- **Your task**
This task is to restate all of the entries exactly.

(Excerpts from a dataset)
Content starts

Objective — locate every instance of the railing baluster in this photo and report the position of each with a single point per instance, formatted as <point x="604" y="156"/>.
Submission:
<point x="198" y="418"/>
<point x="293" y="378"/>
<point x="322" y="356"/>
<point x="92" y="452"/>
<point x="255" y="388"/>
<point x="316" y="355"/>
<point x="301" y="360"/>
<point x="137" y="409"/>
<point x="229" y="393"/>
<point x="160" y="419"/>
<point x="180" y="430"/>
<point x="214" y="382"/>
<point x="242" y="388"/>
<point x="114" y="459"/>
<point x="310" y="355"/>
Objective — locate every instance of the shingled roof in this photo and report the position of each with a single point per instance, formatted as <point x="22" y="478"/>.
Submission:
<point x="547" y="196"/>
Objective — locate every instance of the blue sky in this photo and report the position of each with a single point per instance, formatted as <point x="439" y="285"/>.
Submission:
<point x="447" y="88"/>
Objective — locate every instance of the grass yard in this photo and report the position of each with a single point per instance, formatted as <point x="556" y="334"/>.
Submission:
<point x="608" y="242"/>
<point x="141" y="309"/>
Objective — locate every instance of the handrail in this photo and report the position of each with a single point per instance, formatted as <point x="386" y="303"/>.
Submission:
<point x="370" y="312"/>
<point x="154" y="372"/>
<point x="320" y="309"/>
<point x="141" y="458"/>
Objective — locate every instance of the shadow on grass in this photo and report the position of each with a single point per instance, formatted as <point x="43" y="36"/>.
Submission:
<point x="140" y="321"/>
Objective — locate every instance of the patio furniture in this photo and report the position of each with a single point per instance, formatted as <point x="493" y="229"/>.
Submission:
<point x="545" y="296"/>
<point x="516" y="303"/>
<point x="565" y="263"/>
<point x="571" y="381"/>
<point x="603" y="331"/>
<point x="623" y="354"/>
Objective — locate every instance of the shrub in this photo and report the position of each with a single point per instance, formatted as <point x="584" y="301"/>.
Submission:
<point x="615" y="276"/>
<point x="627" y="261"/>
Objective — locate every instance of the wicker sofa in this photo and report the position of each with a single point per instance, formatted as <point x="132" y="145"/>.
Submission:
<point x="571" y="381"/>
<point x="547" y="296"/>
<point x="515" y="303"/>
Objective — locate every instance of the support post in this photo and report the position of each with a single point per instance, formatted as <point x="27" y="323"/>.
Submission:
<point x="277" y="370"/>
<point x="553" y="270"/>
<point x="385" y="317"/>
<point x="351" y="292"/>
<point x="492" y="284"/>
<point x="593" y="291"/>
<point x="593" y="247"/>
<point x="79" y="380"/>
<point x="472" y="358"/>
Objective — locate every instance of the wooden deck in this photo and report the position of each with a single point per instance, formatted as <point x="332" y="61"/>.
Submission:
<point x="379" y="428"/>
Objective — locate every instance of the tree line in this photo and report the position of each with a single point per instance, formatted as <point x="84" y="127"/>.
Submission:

Content ends

- **Answer area**
Objective — locate every instance of the railing baluster in this photo and report the position of each with a single point per instance, formatted as <point x="604" y="156"/>.
Submission:
<point x="198" y="418"/>
<point x="293" y="378"/>
<point x="322" y="356"/>
<point x="92" y="452"/>
<point x="255" y="388"/>
<point x="316" y="355"/>
<point x="301" y="360"/>
<point x="137" y="409"/>
<point x="229" y="393"/>
<point x="160" y="419"/>
<point x="180" y="430"/>
<point x="214" y="382"/>
<point x="242" y="388"/>
<point x="114" y="459"/>
<point x="310" y="355"/>
Objective — locate every instance of the shingled roof in this photo and report the position of each with a single point per instance, formatted as <point x="22" y="478"/>.
Submission:
<point x="547" y="196"/>
Objective — locate every instance of the blue sky in this photo and report the position of each with a single point per instance, formatted as <point x="439" y="285"/>.
Submission:
<point x="447" y="88"/>
Objective — locate every instance of the grass yard in this photo and report the position of each with a single point per instance, formatted as <point x="556" y="334"/>.
Submission:
<point x="608" y="242"/>
<point x="141" y="309"/>
Objective — locate every instance of the handrail in this photo and report the position of each with a single point per instance, formatted as <point x="386" y="303"/>.
Submission:
<point x="370" y="312"/>
<point x="154" y="372"/>
<point x="320" y="309"/>
<point x="141" y="458"/>
Objective — locate every instance of the shadow on grass in this photo and report the position of each with a single point per instance, formatted as <point x="43" y="36"/>.
Submission:
<point x="140" y="321"/>
Objective — locate every instance of the patio furniture in this photo and report the position of each with a single point per instance, formatted as <point x="493" y="229"/>.
Submission:
<point x="545" y="296"/>
<point x="516" y="303"/>
<point x="565" y="263"/>
<point x="571" y="381"/>
<point x="603" y="331"/>
<point x="623" y="354"/>
Objective — locate every instance of the shrub in this photo and report the position of each with a single point per instance, formatted as <point x="584" y="301"/>.
Submission:
<point x="615" y="276"/>
<point x="627" y="261"/>
Objective — locate every instance of the wicker sofa in this photo and report the position of each with a single point per instance, formatted as <point x="132" y="145"/>.
Submission:
<point x="571" y="381"/>
<point x="547" y="296"/>
<point x="515" y="303"/>
Objective — locate every instance of the support post in this photo and report the position of each with a single point per instance, formatted as <point x="27" y="323"/>.
Submission:
<point x="277" y="370"/>
<point x="553" y="270"/>
<point x="385" y="317"/>
<point x="351" y="292"/>
<point x="492" y="284"/>
<point x="593" y="291"/>
<point x="593" y="247"/>
<point x="79" y="380"/>
<point x="472" y="358"/>
Objective — locate every instance of the wooden deck in this photo and report the position of each with a single point per instance, formatted as <point x="332" y="61"/>.
Submission:
<point x="379" y="428"/>
Objective — locate every instance of the tree line in this photo and report the position of each with a single point per instance, formatted as <point x="84" y="127"/>.
Submission:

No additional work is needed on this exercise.